**Instruction:**
Images must not appear in your copy; reproduce every other part of the records exactly.

**Stored data:**
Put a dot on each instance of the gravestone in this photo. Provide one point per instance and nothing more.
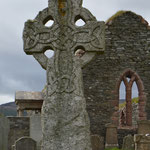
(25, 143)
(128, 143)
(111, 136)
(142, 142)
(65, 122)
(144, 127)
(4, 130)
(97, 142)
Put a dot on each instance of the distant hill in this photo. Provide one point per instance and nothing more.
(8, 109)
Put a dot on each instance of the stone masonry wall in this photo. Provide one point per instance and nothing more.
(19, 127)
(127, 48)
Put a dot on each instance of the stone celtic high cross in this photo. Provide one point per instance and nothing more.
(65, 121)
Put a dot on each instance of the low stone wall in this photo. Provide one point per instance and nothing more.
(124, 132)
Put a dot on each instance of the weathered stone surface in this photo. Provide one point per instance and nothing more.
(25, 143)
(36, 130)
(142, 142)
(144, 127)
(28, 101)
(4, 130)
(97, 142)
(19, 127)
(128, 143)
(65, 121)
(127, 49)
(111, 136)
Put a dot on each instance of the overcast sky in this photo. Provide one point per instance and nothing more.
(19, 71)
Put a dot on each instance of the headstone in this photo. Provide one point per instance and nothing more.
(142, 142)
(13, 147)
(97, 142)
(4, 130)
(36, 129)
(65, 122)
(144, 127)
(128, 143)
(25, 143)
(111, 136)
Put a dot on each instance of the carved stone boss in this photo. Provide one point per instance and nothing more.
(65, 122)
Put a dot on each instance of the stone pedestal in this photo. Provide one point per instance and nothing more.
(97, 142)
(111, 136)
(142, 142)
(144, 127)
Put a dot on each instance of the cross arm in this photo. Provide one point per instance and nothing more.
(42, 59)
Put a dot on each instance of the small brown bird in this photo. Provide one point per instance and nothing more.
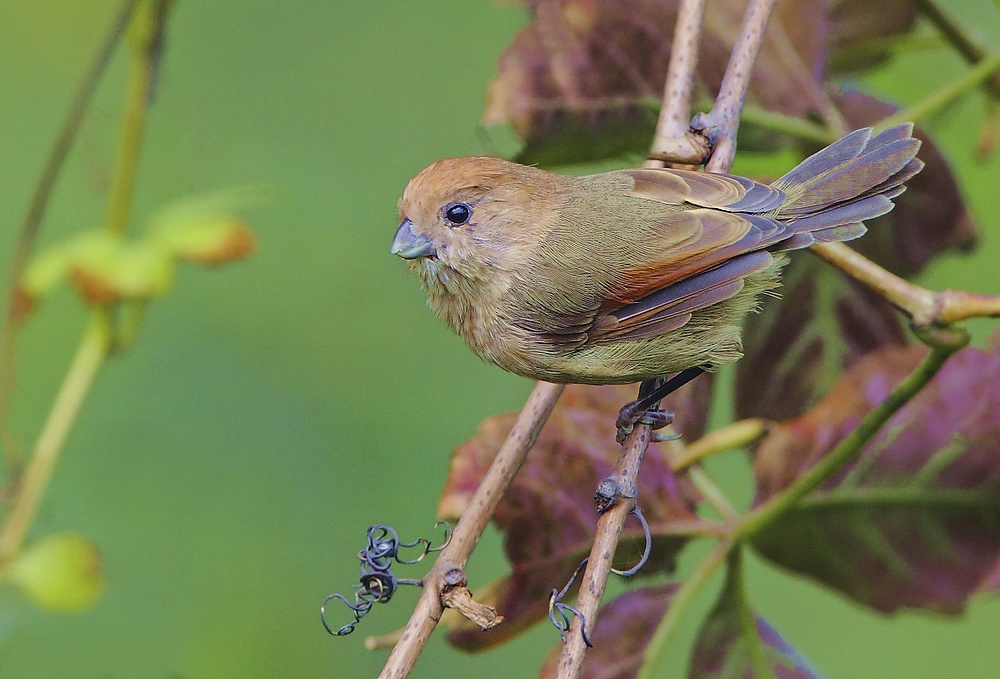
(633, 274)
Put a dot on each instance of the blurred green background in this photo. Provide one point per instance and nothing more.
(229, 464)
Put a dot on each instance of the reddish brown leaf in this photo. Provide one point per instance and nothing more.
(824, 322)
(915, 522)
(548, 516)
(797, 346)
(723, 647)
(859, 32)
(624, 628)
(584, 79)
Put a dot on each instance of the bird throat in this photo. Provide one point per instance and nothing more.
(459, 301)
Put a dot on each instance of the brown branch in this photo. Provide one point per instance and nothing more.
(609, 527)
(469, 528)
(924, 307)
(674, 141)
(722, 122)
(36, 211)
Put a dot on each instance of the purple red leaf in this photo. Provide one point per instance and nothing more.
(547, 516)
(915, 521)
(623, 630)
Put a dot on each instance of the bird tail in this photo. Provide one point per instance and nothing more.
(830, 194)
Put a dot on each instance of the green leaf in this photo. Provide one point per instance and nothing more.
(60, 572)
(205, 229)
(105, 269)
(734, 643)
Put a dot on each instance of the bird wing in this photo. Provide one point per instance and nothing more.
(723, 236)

**Finished answer:**
Put a dot on each instance of the gravestone in this photo. Provide one point per instance and nothing more.
(25, 143)
(128, 143)
(111, 136)
(142, 142)
(65, 122)
(144, 127)
(4, 130)
(97, 142)
Put a dot on each instance of the distant hill in this photo. Provide one point per instance and nothing more.
(8, 109)
Put a dot on each instance of the stone masonry wall in this photo. Provide one point per instance and nothing more.
(19, 127)
(127, 48)
Put a dot on each instance of the stone celtic high cross in this photo. Provide one point per instance and nothing more.
(65, 121)
Put a dot on each instance of the low stone wall in this photo. Provide one point per instance and nothing more.
(124, 132)
Put a dot on each instance of the weathered stone surface in this photo. Provide one point per instance and nothing more.
(25, 143)
(36, 130)
(142, 142)
(144, 127)
(28, 101)
(4, 130)
(97, 142)
(19, 127)
(128, 143)
(65, 121)
(127, 49)
(111, 136)
Put a dot on each instance of the overcast sky in this photo. Provide one point per instance and nothing more.
(19, 71)
Put a dot on each instance of the headstone in this photo. Provide one point per instance and nothing more.
(142, 142)
(13, 147)
(97, 142)
(4, 130)
(36, 129)
(65, 122)
(144, 127)
(128, 143)
(25, 143)
(111, 136)
Put a dot on each instance of the carved stone boss in this photo. Provide one point per instance and nothing more.
(65, 122)
Put a dot on each instance of the stone pedestal in this photo. Provide one point per instance and nothing more.
(97, 142)
(111, 136)
(142, 142)
(144, 127)
Put a dot on each instance of the cross arm in this photo. Provide one point per instance and nothing more.
(42, 59)
Put a dot on each instance of the small brown bird in this photo. Provide one point per instance and nothing more.
(633, 274)
Put a dot on each instance of the blurred green background in this photo. Provide one point per instance and nothing more.
(229, 464)
Put a dot on each instance of the reddish brown leaf in this photo. Provide one point per instance and nothing more.
(824, 322)
(915, 522)
(548, 516)
(797, 346)
(723, 647)
(859, 32)
(624, 628)
(584, 79)
Put a dot on each instance of the bird throat in this photo. Provide one point per instance and nothing more.
(459, 301)
Put a dot on each instance of the brown branch in this photo. Provide one point per instance and nothing more.
(609, 527)
(469, 528)
(924, 307)
(674, 141)
(722, 122)
(36, 211)
Put a dot on each instance of the purple red leaf in this photo. Provide one point per instance and nothing more.
(547, 516)
(915, 521)
(623, 630)
Put a dot on each instance of the bird tail in this photo. Provide one point per instance and nothing more.
(830, 194)
Put a dot on each instance of the green leaf in this photo. Provide one point per instance and nothing more.
(60, 572)
(205, 229)
(105, 269)
(734, 643)
Put a dot on each instance of the bird wing in this photo. Provide one point per instance and nothing more.
(723, 236)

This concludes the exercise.